◆ GIVEN INFORMATION ◆
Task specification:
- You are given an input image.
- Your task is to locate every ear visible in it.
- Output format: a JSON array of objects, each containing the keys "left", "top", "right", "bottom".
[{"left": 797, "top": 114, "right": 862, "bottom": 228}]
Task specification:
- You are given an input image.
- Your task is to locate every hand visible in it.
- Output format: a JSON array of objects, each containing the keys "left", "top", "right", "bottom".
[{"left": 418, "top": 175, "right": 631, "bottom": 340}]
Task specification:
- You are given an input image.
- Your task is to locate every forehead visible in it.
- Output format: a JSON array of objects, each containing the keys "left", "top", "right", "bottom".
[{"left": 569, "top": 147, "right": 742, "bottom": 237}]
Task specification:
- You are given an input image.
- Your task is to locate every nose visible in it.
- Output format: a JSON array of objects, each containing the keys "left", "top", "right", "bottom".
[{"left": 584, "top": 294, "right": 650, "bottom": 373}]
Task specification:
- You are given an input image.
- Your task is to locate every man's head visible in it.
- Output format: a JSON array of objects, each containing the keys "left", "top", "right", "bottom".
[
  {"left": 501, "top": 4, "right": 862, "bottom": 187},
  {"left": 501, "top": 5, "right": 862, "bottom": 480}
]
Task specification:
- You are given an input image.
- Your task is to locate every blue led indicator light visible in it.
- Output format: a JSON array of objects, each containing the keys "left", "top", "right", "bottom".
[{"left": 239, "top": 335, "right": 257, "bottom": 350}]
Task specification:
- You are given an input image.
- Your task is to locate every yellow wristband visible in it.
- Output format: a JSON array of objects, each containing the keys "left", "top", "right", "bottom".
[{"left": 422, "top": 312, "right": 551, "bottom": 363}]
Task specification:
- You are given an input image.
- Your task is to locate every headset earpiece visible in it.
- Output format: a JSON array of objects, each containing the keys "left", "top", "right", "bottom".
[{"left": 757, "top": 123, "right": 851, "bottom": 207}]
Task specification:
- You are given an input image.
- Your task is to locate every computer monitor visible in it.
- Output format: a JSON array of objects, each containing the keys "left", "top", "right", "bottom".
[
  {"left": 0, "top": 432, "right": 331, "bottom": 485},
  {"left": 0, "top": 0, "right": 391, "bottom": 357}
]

◆ STATED GOAL ◆
How many of the lines above contain the string "locate"? Reply with the number alone.

◆ SOLUTION FOR THIS EXERCISE ◆
9